* Exercise instructions *
Report back every line from the entries below in which the word "coordinates" occurs.
+++ Available data +++
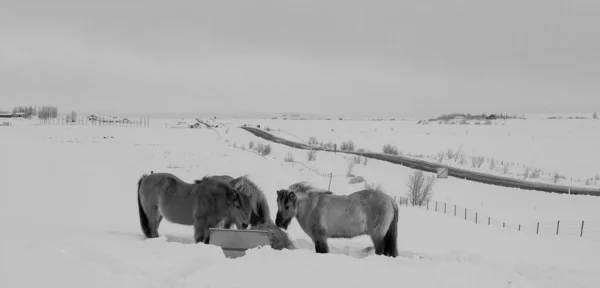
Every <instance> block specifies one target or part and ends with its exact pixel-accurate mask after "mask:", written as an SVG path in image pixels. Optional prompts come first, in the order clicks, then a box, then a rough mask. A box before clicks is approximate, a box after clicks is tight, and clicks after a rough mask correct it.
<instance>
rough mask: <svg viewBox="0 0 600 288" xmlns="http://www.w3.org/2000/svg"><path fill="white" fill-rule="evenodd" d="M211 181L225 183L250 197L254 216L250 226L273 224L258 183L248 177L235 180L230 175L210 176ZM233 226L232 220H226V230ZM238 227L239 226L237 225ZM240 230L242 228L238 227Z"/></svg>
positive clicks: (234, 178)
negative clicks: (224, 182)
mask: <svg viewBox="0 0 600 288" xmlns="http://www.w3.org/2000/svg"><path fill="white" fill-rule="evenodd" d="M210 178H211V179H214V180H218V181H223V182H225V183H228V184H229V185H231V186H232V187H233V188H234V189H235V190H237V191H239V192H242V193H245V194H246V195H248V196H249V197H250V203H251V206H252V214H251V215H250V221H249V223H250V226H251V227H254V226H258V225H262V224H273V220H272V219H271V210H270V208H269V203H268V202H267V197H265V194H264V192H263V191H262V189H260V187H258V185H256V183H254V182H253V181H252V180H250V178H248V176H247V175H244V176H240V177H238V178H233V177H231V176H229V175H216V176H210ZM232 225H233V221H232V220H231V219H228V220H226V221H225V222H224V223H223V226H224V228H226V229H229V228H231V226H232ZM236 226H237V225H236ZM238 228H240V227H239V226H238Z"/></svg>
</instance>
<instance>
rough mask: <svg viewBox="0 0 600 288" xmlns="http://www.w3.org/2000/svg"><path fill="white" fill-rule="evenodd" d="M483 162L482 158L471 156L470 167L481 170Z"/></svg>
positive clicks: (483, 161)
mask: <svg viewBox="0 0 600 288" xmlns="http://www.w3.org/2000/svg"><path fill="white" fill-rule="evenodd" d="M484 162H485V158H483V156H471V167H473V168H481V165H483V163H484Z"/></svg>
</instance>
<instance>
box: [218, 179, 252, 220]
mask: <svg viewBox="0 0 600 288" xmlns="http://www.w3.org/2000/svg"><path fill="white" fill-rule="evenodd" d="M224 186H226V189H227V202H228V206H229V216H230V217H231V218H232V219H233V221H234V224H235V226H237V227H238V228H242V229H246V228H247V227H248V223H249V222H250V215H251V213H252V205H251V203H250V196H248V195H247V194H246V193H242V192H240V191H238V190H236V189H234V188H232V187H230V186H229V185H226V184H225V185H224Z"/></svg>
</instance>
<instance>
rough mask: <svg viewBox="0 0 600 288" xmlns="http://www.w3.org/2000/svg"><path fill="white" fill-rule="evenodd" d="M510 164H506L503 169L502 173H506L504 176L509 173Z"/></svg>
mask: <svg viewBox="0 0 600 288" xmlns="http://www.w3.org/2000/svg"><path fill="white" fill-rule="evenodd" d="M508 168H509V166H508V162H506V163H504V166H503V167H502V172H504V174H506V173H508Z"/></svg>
+++
+++ Available data +++
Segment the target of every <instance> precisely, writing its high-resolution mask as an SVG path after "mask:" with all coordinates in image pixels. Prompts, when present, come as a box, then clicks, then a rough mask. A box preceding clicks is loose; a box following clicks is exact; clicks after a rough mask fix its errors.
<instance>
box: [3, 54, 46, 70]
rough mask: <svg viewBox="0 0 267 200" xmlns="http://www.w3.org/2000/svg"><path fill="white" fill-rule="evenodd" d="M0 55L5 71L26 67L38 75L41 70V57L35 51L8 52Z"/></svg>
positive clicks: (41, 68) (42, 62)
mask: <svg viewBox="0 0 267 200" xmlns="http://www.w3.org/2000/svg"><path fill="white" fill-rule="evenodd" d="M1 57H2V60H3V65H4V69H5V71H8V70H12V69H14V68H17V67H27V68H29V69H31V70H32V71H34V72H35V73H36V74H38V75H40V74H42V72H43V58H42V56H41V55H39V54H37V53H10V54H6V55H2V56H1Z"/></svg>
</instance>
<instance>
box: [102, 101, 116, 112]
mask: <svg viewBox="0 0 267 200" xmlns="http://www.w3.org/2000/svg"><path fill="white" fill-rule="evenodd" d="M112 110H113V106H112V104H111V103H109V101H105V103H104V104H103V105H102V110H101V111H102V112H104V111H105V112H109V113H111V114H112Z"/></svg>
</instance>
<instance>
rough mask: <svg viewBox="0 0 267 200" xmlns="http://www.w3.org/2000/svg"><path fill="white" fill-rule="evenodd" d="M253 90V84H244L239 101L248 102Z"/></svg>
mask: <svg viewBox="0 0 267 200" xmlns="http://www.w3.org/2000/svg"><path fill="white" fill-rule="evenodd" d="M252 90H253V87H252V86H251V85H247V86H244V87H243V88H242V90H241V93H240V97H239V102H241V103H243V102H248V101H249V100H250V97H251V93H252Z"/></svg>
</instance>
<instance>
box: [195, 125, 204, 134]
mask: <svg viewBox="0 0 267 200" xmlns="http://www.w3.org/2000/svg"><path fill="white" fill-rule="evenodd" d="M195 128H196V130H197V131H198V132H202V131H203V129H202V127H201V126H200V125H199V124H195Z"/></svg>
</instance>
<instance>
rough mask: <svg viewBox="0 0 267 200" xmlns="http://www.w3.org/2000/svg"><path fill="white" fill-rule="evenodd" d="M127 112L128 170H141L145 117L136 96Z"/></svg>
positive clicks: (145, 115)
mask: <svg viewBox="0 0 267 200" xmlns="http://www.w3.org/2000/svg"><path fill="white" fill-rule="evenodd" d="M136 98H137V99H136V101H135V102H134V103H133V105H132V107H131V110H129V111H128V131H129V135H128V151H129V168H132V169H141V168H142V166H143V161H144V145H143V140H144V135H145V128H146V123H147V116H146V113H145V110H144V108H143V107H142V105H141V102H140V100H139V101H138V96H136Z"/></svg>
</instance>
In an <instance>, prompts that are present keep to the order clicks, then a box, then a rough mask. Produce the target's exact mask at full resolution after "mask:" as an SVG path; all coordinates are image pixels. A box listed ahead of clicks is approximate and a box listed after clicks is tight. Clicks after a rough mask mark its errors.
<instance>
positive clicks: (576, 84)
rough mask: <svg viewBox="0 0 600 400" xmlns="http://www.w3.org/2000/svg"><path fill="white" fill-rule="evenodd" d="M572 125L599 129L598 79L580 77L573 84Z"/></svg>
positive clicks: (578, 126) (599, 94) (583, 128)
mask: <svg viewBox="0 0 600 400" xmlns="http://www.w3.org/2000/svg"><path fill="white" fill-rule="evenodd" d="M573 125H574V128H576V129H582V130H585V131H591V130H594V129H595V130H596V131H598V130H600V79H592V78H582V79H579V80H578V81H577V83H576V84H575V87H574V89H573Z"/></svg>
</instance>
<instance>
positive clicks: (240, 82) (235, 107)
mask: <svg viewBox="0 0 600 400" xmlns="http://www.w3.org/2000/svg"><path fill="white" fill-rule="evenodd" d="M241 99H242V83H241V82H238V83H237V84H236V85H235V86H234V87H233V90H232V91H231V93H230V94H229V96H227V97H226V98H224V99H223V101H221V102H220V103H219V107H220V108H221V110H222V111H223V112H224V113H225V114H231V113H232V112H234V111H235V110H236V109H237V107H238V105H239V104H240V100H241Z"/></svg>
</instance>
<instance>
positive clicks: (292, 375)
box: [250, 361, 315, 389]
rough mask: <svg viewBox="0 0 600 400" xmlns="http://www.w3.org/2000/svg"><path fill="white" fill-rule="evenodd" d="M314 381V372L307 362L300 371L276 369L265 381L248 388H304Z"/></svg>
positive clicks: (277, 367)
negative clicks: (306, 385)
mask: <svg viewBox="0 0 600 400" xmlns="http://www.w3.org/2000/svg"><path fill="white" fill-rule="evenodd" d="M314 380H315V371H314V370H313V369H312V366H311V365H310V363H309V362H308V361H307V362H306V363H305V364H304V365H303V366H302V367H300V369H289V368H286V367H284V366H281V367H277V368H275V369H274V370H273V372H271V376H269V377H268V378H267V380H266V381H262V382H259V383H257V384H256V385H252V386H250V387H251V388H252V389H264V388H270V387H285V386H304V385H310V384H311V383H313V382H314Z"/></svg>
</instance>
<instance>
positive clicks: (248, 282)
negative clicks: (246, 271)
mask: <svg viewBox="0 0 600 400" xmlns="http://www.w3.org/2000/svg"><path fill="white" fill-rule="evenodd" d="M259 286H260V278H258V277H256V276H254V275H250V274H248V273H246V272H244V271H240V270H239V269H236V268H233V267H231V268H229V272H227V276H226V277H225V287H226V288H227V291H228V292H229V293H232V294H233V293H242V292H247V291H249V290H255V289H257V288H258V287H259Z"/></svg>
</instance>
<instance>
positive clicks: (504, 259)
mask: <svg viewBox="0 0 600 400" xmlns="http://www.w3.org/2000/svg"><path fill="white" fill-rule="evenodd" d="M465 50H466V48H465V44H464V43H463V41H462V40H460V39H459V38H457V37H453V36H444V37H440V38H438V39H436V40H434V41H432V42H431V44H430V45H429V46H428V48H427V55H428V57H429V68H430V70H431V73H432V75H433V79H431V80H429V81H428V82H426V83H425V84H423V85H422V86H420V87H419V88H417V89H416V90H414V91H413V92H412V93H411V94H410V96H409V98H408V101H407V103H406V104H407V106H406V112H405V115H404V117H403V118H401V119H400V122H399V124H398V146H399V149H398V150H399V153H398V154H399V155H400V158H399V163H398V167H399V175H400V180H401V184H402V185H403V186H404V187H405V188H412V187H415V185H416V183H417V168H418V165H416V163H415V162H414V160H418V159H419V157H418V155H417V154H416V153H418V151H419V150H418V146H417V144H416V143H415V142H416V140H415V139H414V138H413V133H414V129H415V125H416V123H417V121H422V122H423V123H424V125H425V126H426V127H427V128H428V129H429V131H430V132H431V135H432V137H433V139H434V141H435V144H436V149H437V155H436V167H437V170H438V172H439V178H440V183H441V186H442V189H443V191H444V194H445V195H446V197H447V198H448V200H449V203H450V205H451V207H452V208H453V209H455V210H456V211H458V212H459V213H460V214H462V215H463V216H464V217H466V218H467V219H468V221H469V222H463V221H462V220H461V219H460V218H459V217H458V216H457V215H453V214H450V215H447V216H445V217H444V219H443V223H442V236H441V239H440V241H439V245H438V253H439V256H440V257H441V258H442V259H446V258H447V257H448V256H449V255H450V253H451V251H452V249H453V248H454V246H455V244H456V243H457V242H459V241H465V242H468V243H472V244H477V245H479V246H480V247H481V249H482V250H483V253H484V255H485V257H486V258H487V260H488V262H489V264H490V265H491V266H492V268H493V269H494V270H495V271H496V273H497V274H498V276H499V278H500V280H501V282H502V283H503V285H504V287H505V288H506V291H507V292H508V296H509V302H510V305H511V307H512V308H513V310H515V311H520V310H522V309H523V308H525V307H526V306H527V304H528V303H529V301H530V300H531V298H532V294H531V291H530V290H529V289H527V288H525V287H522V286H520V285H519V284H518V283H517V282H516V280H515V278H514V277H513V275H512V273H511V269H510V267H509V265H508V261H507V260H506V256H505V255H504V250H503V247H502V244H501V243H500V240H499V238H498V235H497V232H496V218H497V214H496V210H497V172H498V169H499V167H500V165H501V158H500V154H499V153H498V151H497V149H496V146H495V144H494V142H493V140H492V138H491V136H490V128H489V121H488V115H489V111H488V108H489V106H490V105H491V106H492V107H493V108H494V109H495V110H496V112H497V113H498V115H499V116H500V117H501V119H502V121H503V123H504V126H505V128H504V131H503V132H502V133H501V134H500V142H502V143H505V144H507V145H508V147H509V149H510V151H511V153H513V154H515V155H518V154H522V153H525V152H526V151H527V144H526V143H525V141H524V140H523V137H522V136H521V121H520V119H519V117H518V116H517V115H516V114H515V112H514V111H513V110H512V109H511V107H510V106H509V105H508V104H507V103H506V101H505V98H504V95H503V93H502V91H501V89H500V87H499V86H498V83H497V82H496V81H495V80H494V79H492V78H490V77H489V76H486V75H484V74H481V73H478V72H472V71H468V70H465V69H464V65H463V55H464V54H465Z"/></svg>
+++
* Solution to this problem *
Segment the target of every <instance> precisely, writing its high-resolution mask as an SVG path after "mask:" with all coordinates in image pixels. Prompts, when present, come as a box, then clicks, then a rough mask. A box preceding clicks is loose; a box following clicks is exact; clicks after a rough mask fix its errors.
In an <instance>, prompts that are present keep to the order clicks, then a box, then a rough mask. Produce the target's exact mask at full resolution after "mask:" as an SVG path; all coordinates are image pixels. A box listed ahead of clicks is approximate and a box listed after clicks is tight. Clicks after a rough mask mark its errors.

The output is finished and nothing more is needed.